• [HOW TO COMPLETE THIS TASK]: For this exercise, copy exactly the lines below from the one with "Segment the electrical" through the one with "Segment the white window" and leave out the pictures.

• [Stored records]:
——————————
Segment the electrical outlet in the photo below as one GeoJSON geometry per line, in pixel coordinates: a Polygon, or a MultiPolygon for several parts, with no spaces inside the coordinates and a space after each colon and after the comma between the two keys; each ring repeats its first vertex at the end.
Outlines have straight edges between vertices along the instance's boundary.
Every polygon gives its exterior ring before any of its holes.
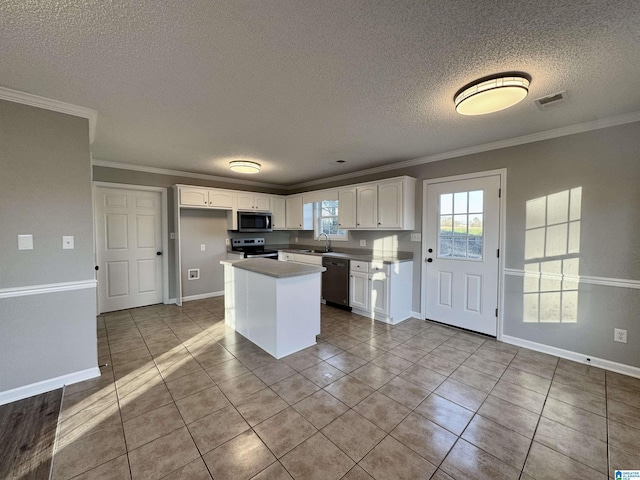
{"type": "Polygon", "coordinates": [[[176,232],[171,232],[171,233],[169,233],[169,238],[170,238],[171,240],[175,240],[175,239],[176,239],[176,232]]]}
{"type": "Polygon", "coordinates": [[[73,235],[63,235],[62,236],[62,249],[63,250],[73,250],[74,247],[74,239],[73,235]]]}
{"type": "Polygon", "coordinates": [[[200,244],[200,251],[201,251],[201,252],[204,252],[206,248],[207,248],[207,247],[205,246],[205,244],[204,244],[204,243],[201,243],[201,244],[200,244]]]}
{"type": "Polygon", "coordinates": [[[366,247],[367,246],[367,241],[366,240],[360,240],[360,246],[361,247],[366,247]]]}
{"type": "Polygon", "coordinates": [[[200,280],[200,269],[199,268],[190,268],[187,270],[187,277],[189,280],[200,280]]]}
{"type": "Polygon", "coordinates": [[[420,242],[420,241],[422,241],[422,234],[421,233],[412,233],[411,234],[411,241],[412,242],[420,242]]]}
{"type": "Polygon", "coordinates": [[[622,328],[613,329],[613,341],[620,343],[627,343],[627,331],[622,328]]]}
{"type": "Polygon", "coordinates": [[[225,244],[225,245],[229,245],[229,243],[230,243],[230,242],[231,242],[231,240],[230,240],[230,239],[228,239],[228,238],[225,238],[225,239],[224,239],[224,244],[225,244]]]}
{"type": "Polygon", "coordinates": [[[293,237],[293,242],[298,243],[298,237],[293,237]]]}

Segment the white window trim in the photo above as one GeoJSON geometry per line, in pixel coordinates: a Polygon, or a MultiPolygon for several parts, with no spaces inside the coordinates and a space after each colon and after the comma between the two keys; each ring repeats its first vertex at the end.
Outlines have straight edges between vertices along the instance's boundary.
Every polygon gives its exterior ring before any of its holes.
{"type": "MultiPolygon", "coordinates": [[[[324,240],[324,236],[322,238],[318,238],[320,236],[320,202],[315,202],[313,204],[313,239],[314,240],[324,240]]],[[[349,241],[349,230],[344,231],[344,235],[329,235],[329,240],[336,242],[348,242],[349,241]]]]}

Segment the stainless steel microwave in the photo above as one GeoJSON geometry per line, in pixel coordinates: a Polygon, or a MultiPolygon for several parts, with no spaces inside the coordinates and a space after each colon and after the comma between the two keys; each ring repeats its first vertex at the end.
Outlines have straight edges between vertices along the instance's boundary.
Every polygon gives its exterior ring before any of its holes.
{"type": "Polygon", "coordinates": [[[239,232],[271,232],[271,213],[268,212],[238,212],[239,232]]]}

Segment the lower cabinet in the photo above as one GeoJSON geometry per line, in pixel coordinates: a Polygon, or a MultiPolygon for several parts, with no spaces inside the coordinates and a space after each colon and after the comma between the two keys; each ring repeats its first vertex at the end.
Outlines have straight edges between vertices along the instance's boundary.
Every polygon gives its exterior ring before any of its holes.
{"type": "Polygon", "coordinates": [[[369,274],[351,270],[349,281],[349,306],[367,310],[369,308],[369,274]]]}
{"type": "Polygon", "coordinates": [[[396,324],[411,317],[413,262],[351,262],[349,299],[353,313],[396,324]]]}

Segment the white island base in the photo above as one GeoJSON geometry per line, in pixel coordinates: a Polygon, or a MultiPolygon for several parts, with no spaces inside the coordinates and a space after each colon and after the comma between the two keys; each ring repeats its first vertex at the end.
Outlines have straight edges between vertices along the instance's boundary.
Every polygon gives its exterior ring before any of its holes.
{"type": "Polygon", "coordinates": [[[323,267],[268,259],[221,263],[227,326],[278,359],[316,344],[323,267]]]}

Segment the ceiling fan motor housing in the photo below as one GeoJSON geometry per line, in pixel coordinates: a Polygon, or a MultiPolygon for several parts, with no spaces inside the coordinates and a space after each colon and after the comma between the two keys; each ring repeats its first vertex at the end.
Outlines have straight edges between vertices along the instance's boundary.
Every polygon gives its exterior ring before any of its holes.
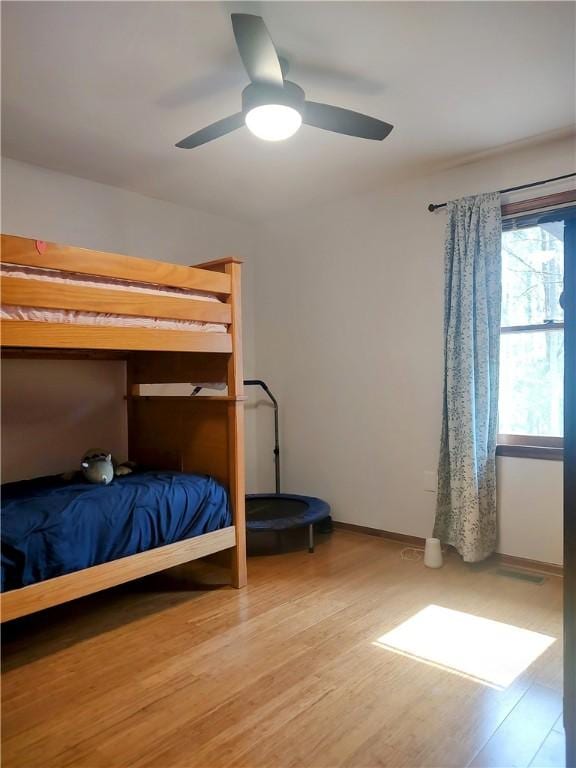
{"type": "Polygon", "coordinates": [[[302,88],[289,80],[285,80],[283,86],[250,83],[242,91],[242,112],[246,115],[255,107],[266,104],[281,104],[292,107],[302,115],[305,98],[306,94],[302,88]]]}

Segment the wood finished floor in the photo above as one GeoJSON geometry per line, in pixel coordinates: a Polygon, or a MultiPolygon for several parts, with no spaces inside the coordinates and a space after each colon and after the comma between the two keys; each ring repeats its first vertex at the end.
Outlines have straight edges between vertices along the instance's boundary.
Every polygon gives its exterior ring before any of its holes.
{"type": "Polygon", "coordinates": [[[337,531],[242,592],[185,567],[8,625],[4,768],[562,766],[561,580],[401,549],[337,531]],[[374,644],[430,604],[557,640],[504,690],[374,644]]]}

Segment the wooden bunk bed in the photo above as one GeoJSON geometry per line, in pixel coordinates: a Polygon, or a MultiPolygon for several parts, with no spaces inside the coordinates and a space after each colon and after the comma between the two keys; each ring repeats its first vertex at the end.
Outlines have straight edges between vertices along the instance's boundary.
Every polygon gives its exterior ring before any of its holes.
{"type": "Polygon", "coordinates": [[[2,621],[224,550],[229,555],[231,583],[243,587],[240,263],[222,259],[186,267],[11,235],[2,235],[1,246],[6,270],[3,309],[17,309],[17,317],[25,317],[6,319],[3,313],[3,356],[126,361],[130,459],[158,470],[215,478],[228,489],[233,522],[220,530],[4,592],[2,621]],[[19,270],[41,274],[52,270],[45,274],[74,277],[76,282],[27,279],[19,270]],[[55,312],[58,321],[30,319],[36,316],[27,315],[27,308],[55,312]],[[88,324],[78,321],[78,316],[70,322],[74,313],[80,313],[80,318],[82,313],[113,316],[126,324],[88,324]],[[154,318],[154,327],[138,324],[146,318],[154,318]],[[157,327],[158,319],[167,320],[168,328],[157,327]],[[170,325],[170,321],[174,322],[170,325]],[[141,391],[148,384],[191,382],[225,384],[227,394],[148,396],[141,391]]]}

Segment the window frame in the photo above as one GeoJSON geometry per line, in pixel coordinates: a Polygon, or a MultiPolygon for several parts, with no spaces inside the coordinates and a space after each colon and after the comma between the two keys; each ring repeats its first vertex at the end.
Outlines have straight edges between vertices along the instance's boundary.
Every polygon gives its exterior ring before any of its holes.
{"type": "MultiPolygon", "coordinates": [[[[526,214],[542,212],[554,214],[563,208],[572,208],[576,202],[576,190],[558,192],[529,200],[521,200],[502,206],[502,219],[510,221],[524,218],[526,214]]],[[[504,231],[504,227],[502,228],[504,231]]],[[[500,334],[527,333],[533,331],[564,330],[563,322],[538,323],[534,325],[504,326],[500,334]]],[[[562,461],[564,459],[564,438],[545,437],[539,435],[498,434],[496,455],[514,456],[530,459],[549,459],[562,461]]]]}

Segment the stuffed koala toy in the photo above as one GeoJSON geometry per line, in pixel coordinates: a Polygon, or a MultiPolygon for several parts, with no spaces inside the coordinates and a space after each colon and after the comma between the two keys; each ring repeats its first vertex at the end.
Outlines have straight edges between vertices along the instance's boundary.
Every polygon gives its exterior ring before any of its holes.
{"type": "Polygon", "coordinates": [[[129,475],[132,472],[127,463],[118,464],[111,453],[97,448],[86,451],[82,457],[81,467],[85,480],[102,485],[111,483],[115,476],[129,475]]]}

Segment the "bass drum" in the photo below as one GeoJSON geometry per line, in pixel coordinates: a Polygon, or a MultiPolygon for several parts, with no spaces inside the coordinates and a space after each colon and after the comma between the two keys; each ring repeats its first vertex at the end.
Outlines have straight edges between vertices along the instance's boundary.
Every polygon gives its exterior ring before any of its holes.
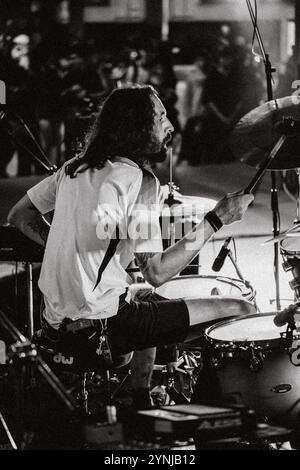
——————————
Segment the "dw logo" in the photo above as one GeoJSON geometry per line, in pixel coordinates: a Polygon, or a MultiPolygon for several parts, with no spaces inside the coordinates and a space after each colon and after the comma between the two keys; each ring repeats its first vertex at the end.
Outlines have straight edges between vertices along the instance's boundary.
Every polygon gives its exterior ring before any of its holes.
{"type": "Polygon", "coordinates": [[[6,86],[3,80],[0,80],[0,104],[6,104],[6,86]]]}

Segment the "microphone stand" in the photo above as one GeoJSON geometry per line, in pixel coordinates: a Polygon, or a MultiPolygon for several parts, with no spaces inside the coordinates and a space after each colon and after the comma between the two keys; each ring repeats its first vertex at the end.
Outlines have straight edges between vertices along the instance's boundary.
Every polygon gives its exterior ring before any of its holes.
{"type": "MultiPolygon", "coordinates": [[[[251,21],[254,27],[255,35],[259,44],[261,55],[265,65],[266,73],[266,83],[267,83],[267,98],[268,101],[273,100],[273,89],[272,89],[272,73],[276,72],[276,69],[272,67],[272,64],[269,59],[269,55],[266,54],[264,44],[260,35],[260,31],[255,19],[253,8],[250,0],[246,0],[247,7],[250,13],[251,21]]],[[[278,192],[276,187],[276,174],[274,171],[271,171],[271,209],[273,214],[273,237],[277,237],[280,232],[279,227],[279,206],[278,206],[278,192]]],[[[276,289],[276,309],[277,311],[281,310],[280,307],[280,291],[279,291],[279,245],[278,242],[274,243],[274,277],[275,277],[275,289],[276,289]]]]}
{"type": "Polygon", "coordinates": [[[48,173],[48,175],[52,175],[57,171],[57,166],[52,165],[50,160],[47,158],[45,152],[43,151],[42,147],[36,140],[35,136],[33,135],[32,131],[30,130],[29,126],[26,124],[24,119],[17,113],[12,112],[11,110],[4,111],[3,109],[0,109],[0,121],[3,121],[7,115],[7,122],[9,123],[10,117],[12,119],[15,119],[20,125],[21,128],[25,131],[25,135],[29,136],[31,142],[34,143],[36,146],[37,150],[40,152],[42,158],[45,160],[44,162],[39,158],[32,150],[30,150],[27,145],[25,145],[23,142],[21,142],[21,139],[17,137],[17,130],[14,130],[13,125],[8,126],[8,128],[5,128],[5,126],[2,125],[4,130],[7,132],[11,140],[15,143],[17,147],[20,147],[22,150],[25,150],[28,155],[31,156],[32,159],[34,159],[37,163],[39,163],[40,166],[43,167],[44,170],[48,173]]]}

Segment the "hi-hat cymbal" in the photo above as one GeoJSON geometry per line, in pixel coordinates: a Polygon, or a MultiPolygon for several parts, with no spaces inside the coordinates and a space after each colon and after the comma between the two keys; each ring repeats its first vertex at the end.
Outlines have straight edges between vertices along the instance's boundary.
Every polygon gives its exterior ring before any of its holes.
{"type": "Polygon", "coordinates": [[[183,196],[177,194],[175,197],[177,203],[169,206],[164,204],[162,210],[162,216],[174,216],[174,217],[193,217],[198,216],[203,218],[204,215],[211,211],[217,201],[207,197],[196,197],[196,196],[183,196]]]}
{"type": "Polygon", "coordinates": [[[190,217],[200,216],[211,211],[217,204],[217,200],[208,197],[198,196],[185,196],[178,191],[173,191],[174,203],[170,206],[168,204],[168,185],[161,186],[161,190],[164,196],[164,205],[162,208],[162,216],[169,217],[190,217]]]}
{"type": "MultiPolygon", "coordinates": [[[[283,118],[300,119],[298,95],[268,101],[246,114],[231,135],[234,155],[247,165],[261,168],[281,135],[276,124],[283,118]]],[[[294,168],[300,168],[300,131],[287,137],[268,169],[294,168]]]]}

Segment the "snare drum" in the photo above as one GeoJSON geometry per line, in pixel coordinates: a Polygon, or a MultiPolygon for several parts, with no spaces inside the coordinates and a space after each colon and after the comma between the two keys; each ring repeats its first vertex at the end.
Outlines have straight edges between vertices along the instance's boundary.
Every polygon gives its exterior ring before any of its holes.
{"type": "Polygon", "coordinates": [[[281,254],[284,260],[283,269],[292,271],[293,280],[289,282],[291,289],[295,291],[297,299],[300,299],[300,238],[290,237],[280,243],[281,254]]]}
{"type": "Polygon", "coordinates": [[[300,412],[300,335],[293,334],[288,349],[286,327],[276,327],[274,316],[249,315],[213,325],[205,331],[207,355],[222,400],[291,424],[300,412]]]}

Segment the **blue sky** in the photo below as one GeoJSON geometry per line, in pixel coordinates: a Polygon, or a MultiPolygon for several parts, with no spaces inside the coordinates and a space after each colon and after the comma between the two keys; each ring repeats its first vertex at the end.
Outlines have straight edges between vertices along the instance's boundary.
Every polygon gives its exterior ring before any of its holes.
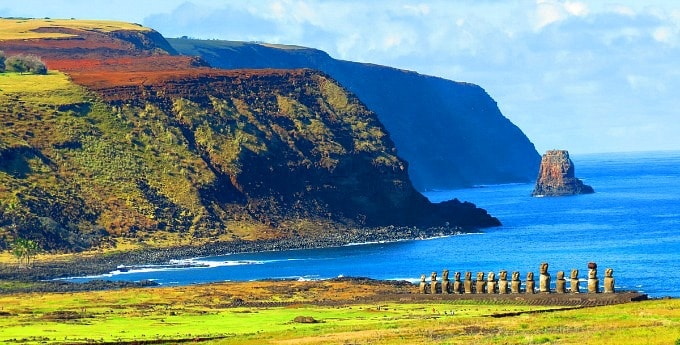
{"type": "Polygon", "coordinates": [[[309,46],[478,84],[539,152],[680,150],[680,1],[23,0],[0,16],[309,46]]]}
——————————
• [WRITTEN SOLUTION]:
Segment the electrical outlet in the photo below as one GeoJSON geometry per line, in pixel coordinates: a Polygon, or a MultiPolygon for several parts, with no spaces inside the coordinates and a space after each colon and after the comma between the two keys; each ring repeats its first vertex at the end.
Outlines have straight edges between vertices along the instance's boundary.
Every polygon gives its exterior ring before any of its holes.
{"type": "Polygon", "coordinates": [[[176,232],[171,232],[171,233],[169,233],[169,238],[170,238],[171,240],[175,240],[175,239],[176,239],[176,232]]]}
{"type": "Polygon", "coordinates": [[[73,235],[63,235],[62,236],[62,249],[63,250],[73,250],[74,247],[74,239],[73,235]]]}
{"type": "Polygon", "coordinates": [[[200,244],[200,251],[201,251],[201,252],[204,252],[206,248],[207,248],[207,247],[205,246],[205,244],[204,244],[204,243],[201,243],[201,244],[200,244]]]}
{"type": "Polygon", "coordinates": [[[366,247],[367,246],[367,241],[366,240],[360,240],[360,246],[361,247],[366,247]]]}
{"type": "Polygon", "coordinates": [[[200,280],[200,269],[199,268],[190,268],[187,270],[187,277],[189,280],[200,280]]]}
{"type": "Polygon", "coordinates": [[[420,242],[420,241],[422,241],[422,234],[421,233],[412,233],[411,234],[411,241],[412,242],[420,242]]]}
{"type": "Polygon", "coordinates": [[[622,328],[613,329],[613,341],[620,343],[627,343],[627,331],[622,328]]]}
{"type": "Polygon", "coordinates": [[[225,244],[225,245],[229,245],[229,243],[230,243],[230,242],[231,242],[231,240],[230,240],[230,239],[228,239],[228,238],[225,238],[225,239],[224,239],[224,244],[225,244]]]}
{"type": "Polygon", "coordinates": [[[293,237],[293,242],[298,243],[298,237],[293,237]]]}

Segment the white window trim in the photo above as one GeoJSON geometry per line, in pixel coordinates: a Polygon, or a MultiPolygon for several parts, with no spaces inside the coordinates and a space after each colon and after the comma between the two keys; each ring repeats its first vertex at the end.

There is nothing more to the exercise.